France | France, Cour administrative d'appel de Versailles, 1ère chambre, 12 avril 2022, 20VE02282


Vu la procédure suivante :

Procédure contentieuse antérieure :

La société Pro'Confort France a demandé au tribunal administratif de Montreuil de prononcer la décharge, en droits et pénalités, des retenues à la source auxquelles elle a été assujettie au titre des exercices clos en 2011, 2012 et 2013.

Par des décisions du 9 et 10 mai 2019, postérieures à l'introduction de cette demande, l'administration fiscale a prononcé le dégrèvement des retenues à la source mises à la charge de la société Pro'Confort France autres que celles résultant du refus de

déduction des redevances de marque versées à la société de droit chypriote Hastera Inves...

Vu la procédure suivante :

Procédure contentieuse antérieure :

La société Pro'Confort France a demandé au tribunal administratif de Montreuil de prononcer la décharge, en droits et pénalités, des retenues à la source auxquelles elle a été assujettie au titre des exercices clos en 2011, 2012 et 2013.

Par des décisions du 9 et 10 mai 2019, postérieures à l'introduction de cette demande, l'administration fiscale a prononcé le dégrèvement des retenues à la source mises à la charge de la société Pro'Confort France autres que celles résultant du refus de déduction des redevances de marque versées à la société de droit chypriote Hastera Investments au titre des exercices clos en 2012 et 2013.

Par un jugement n° 1811089 du 6 juillet 2020, le tribunal administratif de Montreuil a prononcé un non-lieu à statuer à hauteur du dégrèvement prononcé et a rejeté le surplus des conclusions de la demande de la société Pro'Confort France.

Procédure devant la cour :

Par une requête, enregistrée le 4 septembre 2020, la société Pro'Confort France, représentée par Me Genuyt, avocat, demande à la cour :

1° d'annuler l'article 2 du jugement attaqué ;

2° de prononcer la décharge des impositions restant en litige ;

3° de mettre à la charge de l'État la somme de 2 000 euros au titre de l'article L. 761-1 du code de justice administrative.

Elle soutient que :

- l'administration n'a pas démontré l'existence d'un régime fiscal privilégié au sens de l'article 238 A du code général des impôts ;

- les charges constituées par les redevances de marque présentent un caractère normal et non exagéré.

Par un mémoire en défense, enregistré le 7 septembre 2021, le ministre de l'économie, des finances et de la relance conclut au prononcé d'un non-lieu à statuer sur les conclusions à fin de décharge des pénalités mises à la charge de la société Pro'Confort France et au rejet du surplus des conclusions de la requête.

Il fait valoir que :

- les conclusions de la société Pro'Confort France tendant à la décharge des pénalités mises à sa charge sont sans objet dès lors que ces pénalités ont déjà fait l'objet d'un dégrèvement par deux décisions des 9 et 10 mai 2019 ;

- les moyens soulevés par la société Pro'Confort France ne sont pas fondés.

#### TRAVAIL DEMANDÉ
[a] Selon l'extrait fourni, à quelle date la requête de la société Pro'Confort France devant la cour a-t-elle été enregistrée ?
[b] Poursuivez l'arrêt de la cour administrative d'appel de Versailles sur les retenues à la source de la société Pro'Confort France à partir de sa dernière phrase.

#### DONNÉES EXTRAITES
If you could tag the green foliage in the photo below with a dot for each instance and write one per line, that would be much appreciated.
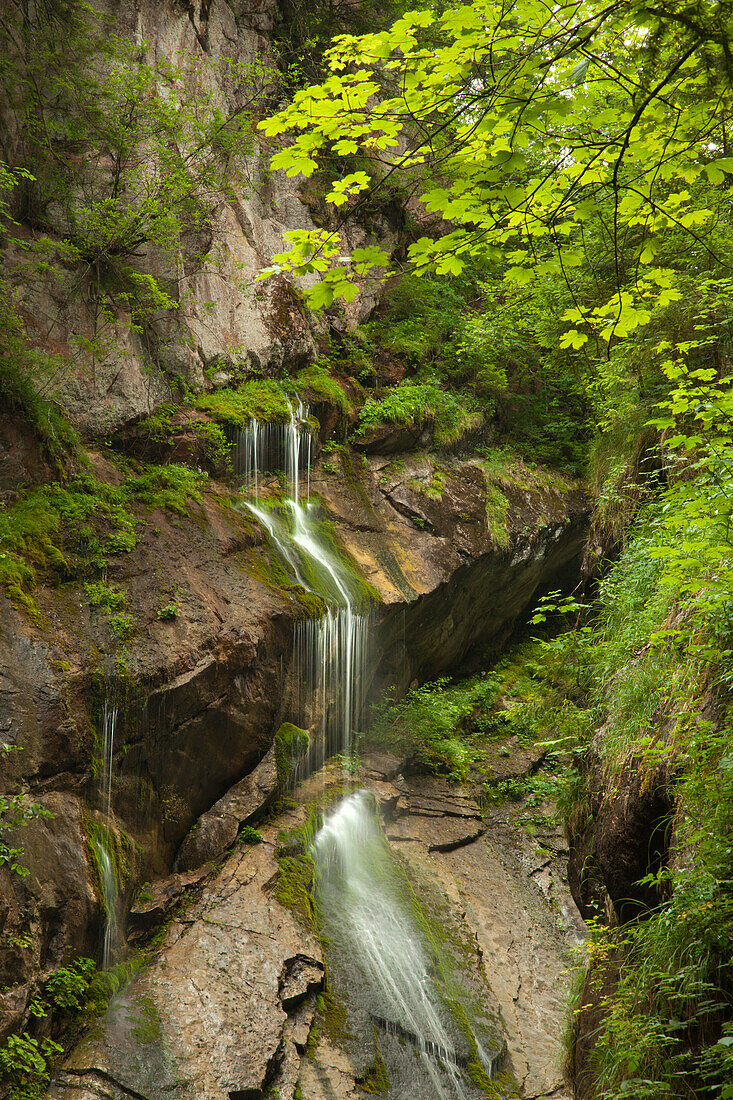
(315, 383)
(417, 403)
(375, 1079)
(168, 612)
(15, 811)
(172, 487)
(431, 721)
(295, 879)
(668, 1022)
(292, 744)
(66, 988)
(109, 597)
(26, 1064)
(254, 400)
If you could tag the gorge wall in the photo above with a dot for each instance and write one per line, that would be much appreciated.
(197, 667)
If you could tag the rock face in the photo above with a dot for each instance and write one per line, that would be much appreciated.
(451, 581)
(222, 1011)
(226, 1005)
(217, 828)
(199, 696)
(226, 322)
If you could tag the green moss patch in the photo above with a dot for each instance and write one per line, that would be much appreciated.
(254, 400)
(291, 746)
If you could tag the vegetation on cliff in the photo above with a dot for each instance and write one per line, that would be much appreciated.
(560, 283)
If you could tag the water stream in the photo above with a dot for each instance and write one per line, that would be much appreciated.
(102, 844)
(387, 970)
(329, 649)
(403, 1015)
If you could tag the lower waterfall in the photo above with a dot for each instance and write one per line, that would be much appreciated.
(385, 968)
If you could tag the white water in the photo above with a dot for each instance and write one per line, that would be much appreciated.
(110, 898)
(329, 652)
(261, 447)
(101, 839)
(369, 922)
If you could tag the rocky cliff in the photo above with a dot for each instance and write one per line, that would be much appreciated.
(152, 685)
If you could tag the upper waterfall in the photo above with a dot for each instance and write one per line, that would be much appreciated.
(329, 651)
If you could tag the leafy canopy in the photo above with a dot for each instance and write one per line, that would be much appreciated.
(518, 120)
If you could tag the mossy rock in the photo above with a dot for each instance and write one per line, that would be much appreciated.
(313, 605)
(291, 746)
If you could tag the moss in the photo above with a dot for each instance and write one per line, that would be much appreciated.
(496, 513)
(315, 381)
(291, 746)
(375, 1079)
(295, 887)
(172, 487)
(253, 400)
(313, 605)
(145, 1020)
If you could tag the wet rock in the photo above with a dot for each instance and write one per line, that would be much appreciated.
(632, 833)
(207, 1019)
(217, 828)
(393, 438)
(156, 899)
(302, 976)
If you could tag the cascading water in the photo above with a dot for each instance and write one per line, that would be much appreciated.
(390, 982)
(329, 652)
(101, 840)
(261, 446)
(378, 957)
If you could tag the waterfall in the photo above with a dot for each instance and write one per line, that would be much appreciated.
(392, 981)
(109, 726)
(101, 842)
(329, 651)
(102, 849)
(261, 447)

#### RÉPONSES PAR CONSIGNE
[a] Le 4 septembre 2020.

[b]
Par une ordonnance du 23 décembre 2021, la clôture d'instruction a été fixée au 20 janvier 2022, en application de l'article R. 613-1 du code de justice administrative.

Vu les autres pièces du dossier ;

Vu :

- le code général des impôts et le livre des procédures fiscales ;

- le code de justice administrative.

Les parties ont été régulièrement averties du jour de l'audience.

Ont été entendus au cours de l'audience publique :

- le rapport de Mme Pham, première conseillère,

- les conclusions de M. Met, rapporteur public,

- et les observations de Me Genuyt, pour la société Pro'Confort France.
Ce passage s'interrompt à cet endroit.